▶ [INPUT RECORDS]
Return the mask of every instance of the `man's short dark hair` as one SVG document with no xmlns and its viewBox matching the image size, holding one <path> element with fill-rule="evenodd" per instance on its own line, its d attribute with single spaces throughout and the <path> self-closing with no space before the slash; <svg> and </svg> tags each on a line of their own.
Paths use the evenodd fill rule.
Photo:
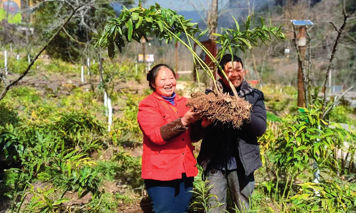
<svg viewBox="0 0 356 213">
<path fill-rule="evenodd" d="M 172 73 L 173 73 L 173 75 L 174 76 L 174 78 L 176 78 L 176 73 L 174 72 L 174 71 L 173 69 L 173 68 L 166 64 L 157 64 L 152 67 L 152 69 L 151 70 L 148 71 L 148 73 L 147 73 L 147 76 L 146 77 L 146 79 L 148 81 L 148 86 L 150 86 L 150 88 L 153 91 L 155 91 L 155 88 L 153 87 L 153 85 L 156 82 L 156 79 L 157 78 L 158 73 L 162 67 L 166 67 L 170 70 L 172 71 Z"/>
<path fill-rule="evenodd" d="M 231 54 L 226 54 L 226 55 L 224 55 L 224 56 L 222 56 L 222 58 L 221 58 L 221 60 L 220 61 L 220 63 L 219 63 L 219 65 L 220 65 L 220 66 L 221 67 L 221 68 L 224 69 L 225 65 L 231 61 Z M 242 68 L 244 67 L 244 65 L 242 64 L 242 60 L 241 60 L 241 59 L 239 57 L 238 57 L 236 55 L 234 55 L 234 61 L 236 61 L 237 62 L 240 62 L 241 63 L 241 66 L 242 66 Z M 220 74 L 222 74 L 222 73 L 220 72 L 221 71 L 220 70 L 220 68 L 218 67 L 218 73 L 219 73 Z"/>
</svg>

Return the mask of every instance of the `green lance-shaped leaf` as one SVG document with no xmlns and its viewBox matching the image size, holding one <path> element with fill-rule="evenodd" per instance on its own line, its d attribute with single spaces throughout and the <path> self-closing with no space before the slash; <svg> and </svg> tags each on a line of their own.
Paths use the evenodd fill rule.
<svg viewBox="0 0 356 213">
<path fill-rule="evenodd" d="M 235 19 L 235 17 L 234 16 L 232 16 L 232 18 L 234 18 L 234 20 L 235 21 L 235 24 L 236 25 L 236 31 L 237 31 L 237 32 L 240 32 L 240 26 L 239 25 L 239 22 L 237 22 L 237 21 L 236 21 L 236 20 Z"/>
<path fill-rule="evenodd" d="M 247 17 L 247 21 L 246 21 L 246 28 L 245 30 L 248 31 L 250 29 L 250 22 L 251 21 L 251 18 L 250 16 L 248 16 Z"/>
<path fill-rule="evenodd" d="M 199 38 L 201 37 L 202 36 L 205 35 L 205 34 L 206 33 L 206 32 L 208 32 L 208 30 L 209 29 L 209 28 L 208 27 L 206 29 L 205 29 L 205 30 L 200 33 L 200 34 L 199 34 L 199 35 L 198 36 L 198 37 L 197 38 L 197 39 L 199 39 Z"/>
<path fill-rule="evenodd" d="M 130 18 L 129 20 L 127 27 L 127 38 L 129 40 L 131 40 L 131 37 L 132 35 L 132 31 L 133 31 L 133 27 L 132 26 L 132 20 Z"/>
<path fill-rule="evenodd" d="M 136 28 L 137 28 L 140 26 L 140 25 L 141 24 L 141 23 L 142 22 L 142 20 L 143 19 L 143 17 L 142 16 L 138 16 L 138 20 L 136 22 Z"/>
<path fill-rule="evenodd" d="M 163 22 L 162 21 L 159 21 L 157 23 L 158 23 L 158 26 L 159 27 L 159 29 L 161 30 L 161 32 L 162 33 L 164 29 L 164 28 L 163 28 Z"/>
<path fill-rule="evenodd" d="M 131 16 L 132 16 L 132 20 L 136 21 L 138 19 L 138 13 L 137 12 L 132 12 L 131 13 Z"/>
</svg>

▶ [PROBLEM TO WORK ON]
Can you copy all of the entries above verbatim, leaving the pictures out?

▶ [REPLY]
Return the mask of every instance of the `man's short dark hair` as one SVG document with no xmlns and its viewBox matching the image size, holding one <path> element with fill-rule="evenodd" per instance on its own line, its d attribute with single spaces throughout and the <path> self-closing with no space before the slash; <svg> and </svg> tags each on a line of their own.
Paths use the evenodd fill rule.
Photo:
<svg viewBox="0 0 356 213">
<path fill-rule="evenodd" d="M 172 73 L 173 73 L 173 75 L 174 76 L 174 78 L 176 78 L 176 73 L 174 72 L 174 71 L 173 69 L 173 68 L 166 64 L 157 64 L 152 67 L 152 69 L 151 70 L 148 71 L 148 73 L 147 73 L 147 76 L 146 77 L 146 79 L 148 81 L 148 86 L 150 86 L 150 88 L 153 91 L 155 91 L 155 88 L 153 87 L 153 85 L 156 82 L 156 79 L 157 78 L 158 73 L 162 67 L 166 67 L 170 70 L 172 71 Z"/>
<path fill-rule="evenodd" d="M 231 54 L 226 54 L 226 55 L 224 55 L 224 56 L 222 56 L 222 58 L 221 58 L 221 60 L 220 61 L 220 63 L 219 63 L 219 65 L 220 65 L 220 66 L 221 67 L 221 68 L 224 69 L 225 65 L 231 61 Z M 242 68 L 244 67 L 244 65 L 242 64 L 242 60 L 241 60 L 241 59 L 239 57 L 238 57 L 236 55 L 234 55 L 234 61 L 236 61 L 237 62 L 240 62 L 241 63 L 241 66 L 242 66 Z M 220 74 L 222 74 L 222 73 L 220 72 L 221 71 L 220 70 L 220 68 L 218 67 L 218 73 L 219 73 Z"/>
</svg>

Return the mask of every instance of the `green lance-shaped leaf` as one SVG document with no xmlns and its viewBox matching the image size, holding one <path> element with fill-rule="evenodd" per instance on its own line, its d attribute with single spaces throughout and the <path> self-closing with no space before the slash; <svg> and </svg> tags each on a line of their own.
Paths use the evenodd fill rule.
<svg viewBox="0 0 356 213">
<path fill-rule="evenodd" d="M 235 19 L 235 17 L 234 16 L 232 16 L 232 18 L 234 18 L 234 20 L 235 21 L 235 24 L 236 25 L 236 31 L 237 31 L 237 32 L 240 32 L 240 26 L 239 25 L 239 22 L 237 22 L 237 21 L 236 21 L 236 20 Z"/>
<path fill-rule="evenodd" d="M 247 17 L 247 21 L 246 21 L 246 28 L 245 30 L 248 31 L 250 29 L 250 22 L 251 21 L 251 18 L 250 16 L 248 16 Z"/>
<path fill-rule="evenodd" d="M 199 38 L 201 37 L 202 36 L 205 35 L 205 34 L 206 33 L 206 32 L 208 32 L 208 30 L 209 29 L 209 28 L 208 27 L 206 29 L 205 29 L 205 30 L 200 33 L 200 34 L 199 34 L 199 35 L 198 36 L 198 37 L 197 38 L 197 39 L 199 39 Z"/>
<path fill-rule="evenodd" d="M 130 18 L 129 20 L 127 27 L 127 38 L 129 40 L 131 40 L 131 37 L 132 35 L 132 31 L 133 31 L 133 27 L 132 26 L 132 20 Z"/>
<path fill-rule="evenodd" d="M 136 28 L 137 28 L 140 26 L 140 25 L 141 24 L 141 23 L 142 22 L 142 20 L 143 19 L 143 17 L 142 16 L 138 16 L 138 20 L 136 22 Z"/>
<path fill-rule="evenodd" d="M 163 22 L 162 21 L 159 21 L 157 23 L 158 23 L 158 26 L 159 27 L 159 29 L 161 30 L 161 32 L 162 33 L 164 29 L 164 28 L 163 28 Z"/>
<path fill-rule="evenodd" d="M 131 16 L 132 16 L 132 20 L 136 21 L 138 19 L 138 13 L 137 12 L 132 12 L 131 13 Z"/>
</svg>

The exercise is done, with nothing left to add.